• **TEXTO PARA REVISIÓN**:
※
Coronavirus: la contundente moraleja que deja América del Sur

América Latina asiste a un interesante proceso esclarecedor respecto de lo que pasa en un país cuando confía en los científicos, o cuando se les ignora

Ernesto Tenembaum
Un grupo de personas asiste a un sepelio en una tumba colectiva, el 23 de abril de 2020, en un área abierta en el cementerio Nossa Senhora Aparecida, en la ciudad de Manaos, Amazonas.
Un grupo de personas asiste a un sepelio en una tumba colectiva, el 23 de abril de 2020, en un área abierta en el cementerio Nossa Senhora Aparecida, en la ciudad de Manaos, Amazonas.RAPHAEL ALVES (EFE)

La crisis sanitaria mundial disparada por la aparición de la covid-19 ha generado una enorme atención mediática sobre cómo se desempeñan los distintos países del mundo. Esa atención se centró primero en China, el lugar donde se produjo un primer estallido. Luego giró hacia Europa, donde se suele comparar el desempeño de Alemania y los países nórdicos -relativamente virtuosos- con el de Italia, España, Francia y Reino Unido, donde el virus pegó durísimo. Y, finalmente, el foco se puso en Estados Unidos, el país más golpeado del planeta. En medio de todo esto, en América Latina se está asistiendo a un interesante proceso que parece, en principio, muy esclarecedor respecto de lo que pasa en un país cuando confía en los científicos, o cuando se les ignora.
※
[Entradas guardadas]

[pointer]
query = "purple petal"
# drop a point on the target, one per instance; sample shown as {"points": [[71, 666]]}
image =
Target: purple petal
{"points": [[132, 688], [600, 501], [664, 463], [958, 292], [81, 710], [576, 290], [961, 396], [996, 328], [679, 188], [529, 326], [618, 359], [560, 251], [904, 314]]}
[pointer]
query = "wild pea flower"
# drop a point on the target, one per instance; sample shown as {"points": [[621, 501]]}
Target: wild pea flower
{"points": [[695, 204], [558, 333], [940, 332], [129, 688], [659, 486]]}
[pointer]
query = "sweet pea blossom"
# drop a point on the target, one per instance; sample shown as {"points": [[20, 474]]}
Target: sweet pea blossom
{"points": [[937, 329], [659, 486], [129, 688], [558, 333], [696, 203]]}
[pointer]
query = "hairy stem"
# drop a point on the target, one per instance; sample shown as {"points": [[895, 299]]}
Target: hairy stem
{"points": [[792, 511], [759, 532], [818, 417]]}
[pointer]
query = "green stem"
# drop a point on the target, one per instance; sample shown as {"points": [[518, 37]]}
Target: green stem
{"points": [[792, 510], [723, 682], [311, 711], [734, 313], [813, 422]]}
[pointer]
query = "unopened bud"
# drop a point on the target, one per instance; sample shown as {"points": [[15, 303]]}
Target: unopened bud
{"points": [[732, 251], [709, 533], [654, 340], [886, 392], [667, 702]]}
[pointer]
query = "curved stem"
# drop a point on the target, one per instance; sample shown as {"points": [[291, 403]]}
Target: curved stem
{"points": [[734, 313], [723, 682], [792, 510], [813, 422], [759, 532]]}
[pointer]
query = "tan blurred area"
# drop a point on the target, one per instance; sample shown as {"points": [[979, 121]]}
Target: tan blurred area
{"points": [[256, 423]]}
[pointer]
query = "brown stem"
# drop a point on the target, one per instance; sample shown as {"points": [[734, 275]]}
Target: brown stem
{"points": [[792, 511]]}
※
• **CONSIGNA 1**: Enumere los países que se nombran explícitamente en el párrafo del texto sobre el coronavirus en América del Sur que comienza con «La crisis sanitaria mundial».
• **CONSIGNA 2**: Redacte la continuación del texto sobre el coronavirus en América del Sur, comenzando inmediatamente después de su última oración.

• **RESPUESTA ESCRITA 1**: China, Alemania, Italia, España, Francia, Reino Unido y Estados Unidos.

• **RESPUESTA ESCRITA 2**:
Tal vez la manera más didáctica de encararlo sea comparar lo que ocurre en Argentina y en Brasil, los dos países más relevantes del subcontinente. Los números son reveladores. El último jueves, Brasil informó que habían fallecido 540 personas en su territorio. Eso es cerca de dos veces y media los muertos que tuvo la Argentina desde el comienzo de la crisis ¡en un solo día! Desde mediados de marzo, Brasil acumula más de 6.000 muertos y la Argentina apenas 218. El mismo jueves que Brasil informaba que los muertos habían superado el medio millar, solo cuatro argentinos habían perdido la vida por la covid-19. El contraste, como se ve, es estremecedor. No hay razones de tamaño que lo expliquen: Brasil cuadruplica a la Argentina en cantidad de habitantes, pero multiplica por 30 la cantidad de cadáveres.

Esos desempeños contradictorios se deben a dos acercamientos igualmente opuestos al problema. El presidente brasileño Jair Bolsonaro desconfió de las recomendaciones científicas desde el primer momento y, entonces, combatió la idea de que la gente debía encerrarse en sus casas. Bolsonaro argumentó muchas veces que Brasil no debía entrar en cuarentena por razones económicas, y en otras oportunidades apeló a enfoques rarísimos: el virus era una fábula mediática, una conspiración comunista y todas esas cosas. Bolsonaro, además, se quejó cuando algunos gobernadores decidieron suspender las clases, organizó una fiesta de dos días para celebrar su cumpleaños y el de su mujer en medio de la crisis, realizó actos proselitistas en los que nadie usaba barbijos.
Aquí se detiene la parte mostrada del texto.